Image point grounding data:
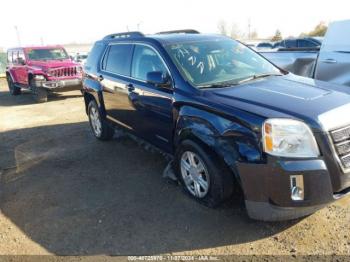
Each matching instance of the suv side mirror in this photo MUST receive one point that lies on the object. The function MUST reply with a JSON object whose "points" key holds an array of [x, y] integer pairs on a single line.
{"points": [[158, 78]]}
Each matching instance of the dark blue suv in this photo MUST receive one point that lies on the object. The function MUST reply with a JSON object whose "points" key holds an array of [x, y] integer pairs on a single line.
{"points": [[229, 118]]}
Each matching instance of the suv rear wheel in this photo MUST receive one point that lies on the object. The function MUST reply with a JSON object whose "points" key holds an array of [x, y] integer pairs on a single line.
{"points": [[98, 125], [39, 93], [14, 90], [201, 175]]}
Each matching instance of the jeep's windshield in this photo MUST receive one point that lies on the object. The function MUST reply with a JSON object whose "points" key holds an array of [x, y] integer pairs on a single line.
{"points": [[47, 54], [217, 63]]}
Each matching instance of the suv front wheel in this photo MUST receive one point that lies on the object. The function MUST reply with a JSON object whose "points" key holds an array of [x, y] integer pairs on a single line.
{"points": [[201, 174], [99, 126]]}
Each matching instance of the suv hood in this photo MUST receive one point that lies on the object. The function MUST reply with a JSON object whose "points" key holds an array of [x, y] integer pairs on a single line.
{"points": [[286, 96], [53, 63]]}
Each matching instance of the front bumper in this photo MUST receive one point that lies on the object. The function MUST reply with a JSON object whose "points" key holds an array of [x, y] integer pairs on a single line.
{"points": [[267, 188], [62, 85]]}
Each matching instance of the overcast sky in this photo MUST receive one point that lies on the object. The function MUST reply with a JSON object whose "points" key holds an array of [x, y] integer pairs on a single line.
{"points": [[68, 21]]}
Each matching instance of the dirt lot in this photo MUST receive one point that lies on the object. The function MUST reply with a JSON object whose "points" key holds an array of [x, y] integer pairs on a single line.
{"points": [[63, 192]]}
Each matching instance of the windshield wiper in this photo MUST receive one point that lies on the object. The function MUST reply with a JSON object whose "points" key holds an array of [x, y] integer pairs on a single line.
{"points": [[257, 77], [218, 85]]}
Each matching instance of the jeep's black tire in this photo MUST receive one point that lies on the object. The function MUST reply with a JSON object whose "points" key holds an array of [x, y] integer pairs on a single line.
{"points": [[220, 180], [14, 90], [98, 124], [39, 93]]}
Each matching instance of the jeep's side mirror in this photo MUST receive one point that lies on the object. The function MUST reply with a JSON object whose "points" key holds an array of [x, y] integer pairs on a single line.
{"points": [[21, 61], [158, 78]]}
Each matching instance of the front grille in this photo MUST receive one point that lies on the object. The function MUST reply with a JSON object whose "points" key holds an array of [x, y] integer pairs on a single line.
{"points": [[64, 71], [341, 141]]}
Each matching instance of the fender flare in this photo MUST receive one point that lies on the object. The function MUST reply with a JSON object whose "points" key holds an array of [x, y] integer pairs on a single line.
{"points": [[231, 141], [92, 88]]}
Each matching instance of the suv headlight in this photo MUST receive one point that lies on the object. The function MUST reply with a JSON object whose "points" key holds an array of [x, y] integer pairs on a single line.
{"points": [[289, 138], [39, 77]]}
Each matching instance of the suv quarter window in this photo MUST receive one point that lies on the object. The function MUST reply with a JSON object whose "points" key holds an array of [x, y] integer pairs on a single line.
{"points": [[145, 60], [117, 59]]}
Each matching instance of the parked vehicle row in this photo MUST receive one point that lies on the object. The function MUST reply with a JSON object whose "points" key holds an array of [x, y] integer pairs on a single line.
{"points": [[228, 116], [331, 63], [42, 70], [305, 43]]}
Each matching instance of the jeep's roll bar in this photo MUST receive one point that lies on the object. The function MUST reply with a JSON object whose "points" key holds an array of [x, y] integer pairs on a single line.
{"points": [[123, 35], [182, 31]]}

→ **EXERCISE AIM**: Where an entry holds a picture, leave the picture out and output the rest exactly.

→ **RESPONSE AREA**:
Each matching instance of the suv side mirror in this photo MUST receive one point that lies on the object. The function MUST reply with a JSON object whose "points" key holds an array of [x, y] integer pairs on a single line.
{"points": [[158, 78]]}
Each matching instance of the dark blue suv in this photo MUST receive one point that lies on the object. The function MUST reply with a JSON object whose "points" key holds an array of [x, y] integer pairs on a single line.
{"points": [[229, 118]]}
Each matching instance of the suv rear wheel in this photo MUST receive one point that lies on the object. The function MUST reply with a JSON object whose "points" key holds an array of [x, y] integer pairs on a single line.
{"points": [[98, 125], [39, 93], [14, 90], [201, 175]]}
Each matching instance of the jeep's windshield in this photo MUST receive one point that lies on the object. The function MUST reply with a JSON object whose "points" key holds an array of [x, y] integer pairs on a single line.
{"points": [[47, 54], [217, 63]]}
Each matching instance of the suv front wheel in this photo MUST receive one point that lies on the object. The function MUST reply with a JSON object whose "points" key holds an array of [x, y] integer pairs on a single line.
{"points": [[201, 174], [99, 126]]}
Each matching instance of the suv hood in this photo MUST receive one point that lies on the object. The function MUST reply with a JSON object whose "points" key holds an array of [x, y] integer pairs on a single line.
{"points": [[286, 96], [53, 63]]}
Each matching instance of the front bumper in this photo MUST receive one point that lies on the object. The function MUST reply with a JSON object whose "points" key holds an array of [x, y] integer pairs on a single line.
{"points": [[267, 188], [62, 85]]}
Each matching instance of the overcast sky in this photo MUST receive one point that lies on the object. The function MUST reply with a JSON object whose "points" key holds an array of [x, y] integer pairs on a single line.
{"points": [[68, 21]]}
Each matching instance of the dirt lot in this photo MUST receive one point that lies on the object. The function MUST reply with a JSON object whose "points" key holds an array of [x, y] integer pairs on a single line.
{"points": [[63, 192]]}
Each matching instance of the windshield wiper in this photo MUST receive one point that lies on the object. The function MUST reply with a JSON object whose "points" key holds an array of [x, y] integer pairs on a single line.
{"points": [[257, 77], [218, 85]]}
Each matching instance of the jeep's black tire in this photo MUST receive one point that lies on the object. The function MUST reply with a JSON object whose "points" key holds an array of [x, y] integer pairs on a single line.
{"points": [[220, 180], [14, 90], [98, 124], [39, 93]]}
Each matching instance of the jeep's side mirror in this photo MUST receive one point that lies on the object. The function MUST reply with a JSON object whose "points" key holds an array of [x, y] integer pairs on a single line.
{"points": [[21, 61], [158, 78]]}
Each matching instance of the front grille in this photo MUST receive one point that lies on the object. The function MUST reply with a JSON object whose "points" key holds an array of [x, y] integer pairs on a single line.
{"points": [[64, 71], [341, 141]]}
Each matching instance of the fender flare in this photo MUST receive one point that lies on the object. The function MUST reply with a JSON object whose "points" key holds an array of [x, y] integer pairs on a single line.
{"points": [[231, 141], [92, 88]]}
Each matching instance of the suv headlight in this photo MUST receive one point that lies on the object. The function MUST reply with a JSON object whose "points" key holds an array of [x, y] integer pairs on a single line.
{"points": [[289, 138], [39, 77]]}
Each matching instance of the suv quarter window in this photo MUST receive one point that lies on the object. The function MUST reply with a JSON object whose "points" key holds an array of [x, y] integer pairs on a single line.
{"points": [[145, 60], [117, 59]]}
Each matching instance of the parked vehicle row in this photo MUST receive one point that lies on the object. The function MUST reply with a JSON object whose "points" key holds an array of [x, y] integer pairs on a single line.
{"points": [[228, 116], [331, 63], [42, 70], [305, 43]]}
Each matching instance of the jeep's roll bar in this photo MUST receive one point that lies on the object. The function MUST reply with a JSON object whose "points" key holds an array of [x, y] integer pairs on a single line.
{"points": [[123, 35], [182, 31]]}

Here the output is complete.